TO DO =>
a) Rewrite the part of the essay on change starting at "And as Greece" and ending at "spend time with.", replacing "filtration system" with "screening system".
b) For each statement, say yes or no to whether it agrees with the essay on change, and quote the words that decide it. (i) The person who came home from abroad was twenty-one. (ii) The writer spent a long time with the stranger met in Italy. (iii) While abroad, the writer's back story became more complicated.

SOURCE DOCUMENT =>
------
The Disintegration of “Other”

There was tangible change evident in the twenty one year old that returned home from her adventure abroad; and yet today that change appears lost, at the very least forgotten. How can a new form dissolve into the former? How can a changed entity disintegrate into a discarded shape? We argue that change is absolute, and yet we hardly consider that change is as circular as the wheels that operate our vehicles.

Whilst abroad, I grew into a new form of myself and my complicated back story found itself suddenly simplified. My being found itself dismantled into nothing more than my purpose.
“I am T; I am here to teach.”
And as Greece blurred into Italy, so did my answer. I was no longer there to teach, I was there “to search.”  I maintain that my answer doubled as a filtration system for the kinds of people I’d spend time with.

What I remember most poignantly from Italy is the briefest of meetings I had with an individual in passing. Within minutes of speaking, he exclaimed in pure elation that my happiness was as infectious as infection. I have never laughed quite so hard at a strangers remark about myself. I have, and maintain that I always will, find joy in those who learn to speak English as a second language. Their communication elicits the most literal understanding of our words, and it is nothing short of brilliant. But I digress.

I genuinely find myself at a loss these days, constantly caught between the person I found myself become and the person I thought I left behind. So much in my life has changed, and yet so much appears to have remained the same. What is this silly mindgame I find myself playing.
------
SUPPLIED RECORDS =>
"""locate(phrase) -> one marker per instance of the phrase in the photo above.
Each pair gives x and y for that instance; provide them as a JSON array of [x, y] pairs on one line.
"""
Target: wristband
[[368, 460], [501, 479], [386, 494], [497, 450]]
------
RESPONSES PER TASK =>
a)
And as Greece blurred into Italy, so did my answer. I was no longer there to teach, I was there “to search.”  I maintain that my answer doubled as a screening system for the kinds of people I’d spend time with.

b)
(i) Yes: "the twenty one year old that returned home from her adventure abroad"
(ii) No: "the briefest of meetings I had with an individual in passing"
(iii) No: "my complicated back story found itself suddenly simplified"